* [Goal] Reproduce the part of the binary search tree text starting at "Update: 2022/10/27. Use" and ending at "also the key.".

Learning how to insert a new node and delete an existing node in a binary search tree with Go language.
Update: 2022/10/27. Use a more intuitive method to implement a node of binary search tree and introduce the search method. Besides, provide 2 methods to implement inorder traversal.
Update: 2023/08/03. Bug fixes in Delete(). When replacing the deleted node with the successor, we should update not only the value but also the key.
Update: 2023/09/12. Give some alternative methods to implement node insertion and then compare the performance of iterative insertion and recursive insertion.
What is a binary search tree?
In computer science, a binary search tree (BST), also called an ordered or sorted binary tree, is a rooted binary tree data structure whose internal nodes each store a key greater than all the keys in the node’s left subtree and less than those in its right subtree. The time complexity of operations on the binary search tree is directly proportional to the height of the tree.

* [Supplied data]
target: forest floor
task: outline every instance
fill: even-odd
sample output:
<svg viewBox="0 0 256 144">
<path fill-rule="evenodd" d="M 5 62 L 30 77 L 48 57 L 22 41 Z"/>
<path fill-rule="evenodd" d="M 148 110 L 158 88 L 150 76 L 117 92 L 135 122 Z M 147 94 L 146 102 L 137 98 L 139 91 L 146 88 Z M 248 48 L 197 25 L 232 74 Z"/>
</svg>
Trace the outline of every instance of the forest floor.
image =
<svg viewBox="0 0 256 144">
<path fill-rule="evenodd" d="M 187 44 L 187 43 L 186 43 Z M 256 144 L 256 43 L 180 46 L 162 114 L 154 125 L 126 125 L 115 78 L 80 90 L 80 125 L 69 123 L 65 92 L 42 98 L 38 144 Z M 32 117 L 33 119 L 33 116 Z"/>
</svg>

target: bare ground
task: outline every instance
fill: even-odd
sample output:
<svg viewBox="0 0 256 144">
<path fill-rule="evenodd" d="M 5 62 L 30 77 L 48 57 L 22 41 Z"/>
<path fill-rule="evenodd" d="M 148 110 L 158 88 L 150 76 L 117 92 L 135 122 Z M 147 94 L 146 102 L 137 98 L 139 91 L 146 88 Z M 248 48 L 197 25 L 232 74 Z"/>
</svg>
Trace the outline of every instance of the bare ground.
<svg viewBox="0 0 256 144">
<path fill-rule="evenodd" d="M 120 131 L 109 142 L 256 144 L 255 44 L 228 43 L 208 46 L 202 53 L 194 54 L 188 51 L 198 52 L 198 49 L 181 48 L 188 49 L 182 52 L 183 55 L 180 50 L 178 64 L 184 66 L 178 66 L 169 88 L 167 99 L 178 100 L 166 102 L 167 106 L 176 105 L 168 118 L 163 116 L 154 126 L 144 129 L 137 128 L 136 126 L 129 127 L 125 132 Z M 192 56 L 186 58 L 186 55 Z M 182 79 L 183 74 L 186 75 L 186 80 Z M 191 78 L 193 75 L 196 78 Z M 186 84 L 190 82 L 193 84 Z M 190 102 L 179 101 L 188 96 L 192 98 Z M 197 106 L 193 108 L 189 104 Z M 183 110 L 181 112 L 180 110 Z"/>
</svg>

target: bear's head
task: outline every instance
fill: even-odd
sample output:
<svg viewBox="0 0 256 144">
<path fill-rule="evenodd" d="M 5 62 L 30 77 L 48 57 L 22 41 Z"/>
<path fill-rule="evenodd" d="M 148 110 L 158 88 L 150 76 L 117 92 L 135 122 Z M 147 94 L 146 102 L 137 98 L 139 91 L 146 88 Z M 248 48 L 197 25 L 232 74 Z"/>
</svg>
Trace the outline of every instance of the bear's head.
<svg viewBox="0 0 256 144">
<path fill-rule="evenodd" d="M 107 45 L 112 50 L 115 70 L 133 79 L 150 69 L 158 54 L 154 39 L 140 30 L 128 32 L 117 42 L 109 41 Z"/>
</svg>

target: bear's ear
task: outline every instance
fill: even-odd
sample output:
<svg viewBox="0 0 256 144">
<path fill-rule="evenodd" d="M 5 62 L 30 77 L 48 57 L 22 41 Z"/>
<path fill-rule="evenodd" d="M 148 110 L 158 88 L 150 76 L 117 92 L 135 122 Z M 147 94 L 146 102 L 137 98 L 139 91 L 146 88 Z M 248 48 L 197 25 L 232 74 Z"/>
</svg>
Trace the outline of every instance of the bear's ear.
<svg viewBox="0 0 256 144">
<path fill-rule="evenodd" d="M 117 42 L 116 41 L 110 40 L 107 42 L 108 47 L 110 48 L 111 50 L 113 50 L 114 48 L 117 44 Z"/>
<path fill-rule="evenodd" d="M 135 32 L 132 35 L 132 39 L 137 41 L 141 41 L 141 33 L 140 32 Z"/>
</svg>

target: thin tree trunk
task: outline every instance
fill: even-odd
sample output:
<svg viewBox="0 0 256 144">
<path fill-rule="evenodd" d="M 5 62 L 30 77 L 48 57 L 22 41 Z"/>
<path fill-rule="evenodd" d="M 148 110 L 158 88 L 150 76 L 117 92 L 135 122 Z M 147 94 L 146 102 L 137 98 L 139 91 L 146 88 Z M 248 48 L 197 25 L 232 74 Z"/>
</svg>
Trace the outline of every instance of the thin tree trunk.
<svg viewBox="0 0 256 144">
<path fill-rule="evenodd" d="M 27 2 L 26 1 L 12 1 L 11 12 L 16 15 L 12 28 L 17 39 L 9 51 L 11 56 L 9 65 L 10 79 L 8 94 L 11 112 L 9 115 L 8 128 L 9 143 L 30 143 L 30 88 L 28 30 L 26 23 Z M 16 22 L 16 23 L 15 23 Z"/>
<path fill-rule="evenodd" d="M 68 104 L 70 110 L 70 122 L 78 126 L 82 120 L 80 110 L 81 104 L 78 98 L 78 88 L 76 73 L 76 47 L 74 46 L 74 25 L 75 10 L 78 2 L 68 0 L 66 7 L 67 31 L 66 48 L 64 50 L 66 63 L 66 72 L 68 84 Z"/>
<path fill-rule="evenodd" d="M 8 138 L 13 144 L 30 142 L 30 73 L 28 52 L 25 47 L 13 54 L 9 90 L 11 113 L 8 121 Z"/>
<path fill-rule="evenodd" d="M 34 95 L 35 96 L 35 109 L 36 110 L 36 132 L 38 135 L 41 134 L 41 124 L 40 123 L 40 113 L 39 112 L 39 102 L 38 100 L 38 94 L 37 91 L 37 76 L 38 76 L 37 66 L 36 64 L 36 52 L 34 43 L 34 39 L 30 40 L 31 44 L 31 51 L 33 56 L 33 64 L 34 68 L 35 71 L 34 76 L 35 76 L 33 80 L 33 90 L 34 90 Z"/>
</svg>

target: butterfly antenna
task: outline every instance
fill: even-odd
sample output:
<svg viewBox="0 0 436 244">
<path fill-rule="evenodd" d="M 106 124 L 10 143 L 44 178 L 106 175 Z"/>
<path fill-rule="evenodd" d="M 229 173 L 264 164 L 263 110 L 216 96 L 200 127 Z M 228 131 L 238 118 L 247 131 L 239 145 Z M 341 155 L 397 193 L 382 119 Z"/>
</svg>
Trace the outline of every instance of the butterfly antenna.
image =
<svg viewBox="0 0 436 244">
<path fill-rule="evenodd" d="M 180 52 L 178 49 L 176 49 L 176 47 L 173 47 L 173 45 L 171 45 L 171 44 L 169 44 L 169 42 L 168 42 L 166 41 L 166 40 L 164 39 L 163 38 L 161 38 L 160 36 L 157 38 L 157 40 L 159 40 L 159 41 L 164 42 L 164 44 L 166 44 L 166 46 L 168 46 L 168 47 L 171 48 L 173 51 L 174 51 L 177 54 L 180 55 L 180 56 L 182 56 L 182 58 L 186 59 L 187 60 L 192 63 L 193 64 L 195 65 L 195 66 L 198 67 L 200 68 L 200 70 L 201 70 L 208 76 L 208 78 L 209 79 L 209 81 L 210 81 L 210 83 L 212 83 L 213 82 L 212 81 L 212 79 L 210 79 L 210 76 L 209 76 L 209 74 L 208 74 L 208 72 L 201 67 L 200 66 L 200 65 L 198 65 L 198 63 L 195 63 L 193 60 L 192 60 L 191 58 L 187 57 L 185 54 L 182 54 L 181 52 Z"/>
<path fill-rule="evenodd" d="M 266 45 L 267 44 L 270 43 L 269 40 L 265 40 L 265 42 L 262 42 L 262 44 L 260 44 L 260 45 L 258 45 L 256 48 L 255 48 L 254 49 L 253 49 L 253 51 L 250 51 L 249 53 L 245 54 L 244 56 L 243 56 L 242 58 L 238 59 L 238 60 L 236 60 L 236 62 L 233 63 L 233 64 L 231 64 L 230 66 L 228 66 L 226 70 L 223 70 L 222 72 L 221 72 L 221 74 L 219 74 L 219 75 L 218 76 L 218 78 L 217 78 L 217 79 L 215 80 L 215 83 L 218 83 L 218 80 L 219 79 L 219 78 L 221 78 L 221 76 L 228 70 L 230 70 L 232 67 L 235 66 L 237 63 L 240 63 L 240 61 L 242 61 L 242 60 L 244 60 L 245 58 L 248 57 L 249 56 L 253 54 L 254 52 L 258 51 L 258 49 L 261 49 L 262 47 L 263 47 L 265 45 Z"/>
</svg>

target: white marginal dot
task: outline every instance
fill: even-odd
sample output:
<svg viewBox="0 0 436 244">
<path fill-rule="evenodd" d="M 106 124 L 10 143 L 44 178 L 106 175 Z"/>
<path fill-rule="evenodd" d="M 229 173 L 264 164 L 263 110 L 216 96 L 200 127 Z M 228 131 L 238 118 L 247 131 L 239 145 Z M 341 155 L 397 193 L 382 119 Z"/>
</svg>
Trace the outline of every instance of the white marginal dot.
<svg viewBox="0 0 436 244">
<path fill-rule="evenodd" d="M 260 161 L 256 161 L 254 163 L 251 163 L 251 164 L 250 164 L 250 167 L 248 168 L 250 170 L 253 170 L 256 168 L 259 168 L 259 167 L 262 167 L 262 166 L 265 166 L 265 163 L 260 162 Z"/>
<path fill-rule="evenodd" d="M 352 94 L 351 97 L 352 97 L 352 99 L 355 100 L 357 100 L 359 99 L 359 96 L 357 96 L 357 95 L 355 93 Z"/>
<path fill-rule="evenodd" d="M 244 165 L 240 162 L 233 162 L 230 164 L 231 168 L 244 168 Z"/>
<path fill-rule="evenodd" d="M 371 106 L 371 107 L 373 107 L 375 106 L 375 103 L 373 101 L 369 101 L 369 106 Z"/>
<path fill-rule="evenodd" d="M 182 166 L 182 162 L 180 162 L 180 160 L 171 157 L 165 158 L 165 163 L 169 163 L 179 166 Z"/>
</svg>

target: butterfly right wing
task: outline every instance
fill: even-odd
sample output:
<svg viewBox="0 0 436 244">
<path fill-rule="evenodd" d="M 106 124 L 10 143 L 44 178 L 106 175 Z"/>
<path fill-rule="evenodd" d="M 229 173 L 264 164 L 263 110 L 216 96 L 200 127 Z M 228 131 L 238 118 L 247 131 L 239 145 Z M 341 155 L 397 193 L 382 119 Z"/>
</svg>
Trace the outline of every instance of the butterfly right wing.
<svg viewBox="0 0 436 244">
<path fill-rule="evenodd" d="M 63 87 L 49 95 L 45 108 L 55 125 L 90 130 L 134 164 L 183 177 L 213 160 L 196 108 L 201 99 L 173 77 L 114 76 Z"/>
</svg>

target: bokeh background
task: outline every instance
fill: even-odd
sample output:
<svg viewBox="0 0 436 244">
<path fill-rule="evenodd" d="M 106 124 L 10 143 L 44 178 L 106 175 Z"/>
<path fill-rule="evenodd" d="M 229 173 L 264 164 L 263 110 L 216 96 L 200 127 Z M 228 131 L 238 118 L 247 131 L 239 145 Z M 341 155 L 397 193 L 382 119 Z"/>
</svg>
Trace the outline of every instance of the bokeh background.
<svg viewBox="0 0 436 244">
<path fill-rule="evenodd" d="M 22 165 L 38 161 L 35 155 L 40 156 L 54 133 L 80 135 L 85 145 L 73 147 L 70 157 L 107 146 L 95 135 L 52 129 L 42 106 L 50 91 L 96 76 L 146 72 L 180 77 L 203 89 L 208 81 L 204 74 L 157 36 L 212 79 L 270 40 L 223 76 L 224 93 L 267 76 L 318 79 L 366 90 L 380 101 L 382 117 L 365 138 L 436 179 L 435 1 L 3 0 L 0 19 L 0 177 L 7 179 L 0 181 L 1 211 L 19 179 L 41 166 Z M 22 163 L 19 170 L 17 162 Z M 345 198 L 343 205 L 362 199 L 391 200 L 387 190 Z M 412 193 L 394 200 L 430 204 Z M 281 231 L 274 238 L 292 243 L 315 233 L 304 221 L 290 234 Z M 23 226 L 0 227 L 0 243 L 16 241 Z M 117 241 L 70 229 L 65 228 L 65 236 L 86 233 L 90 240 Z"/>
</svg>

* [Answer below]
Update: 2022/10/27. Use a more intuitive method to implement a node of binary search tree and introduce the search method. Besides, provide 2 methods to implement inorder traversal.
Update: 2023/08/03. Bug fixes in Delete(). When replacing the deleted node with the successor, we should update not only the value but also the key.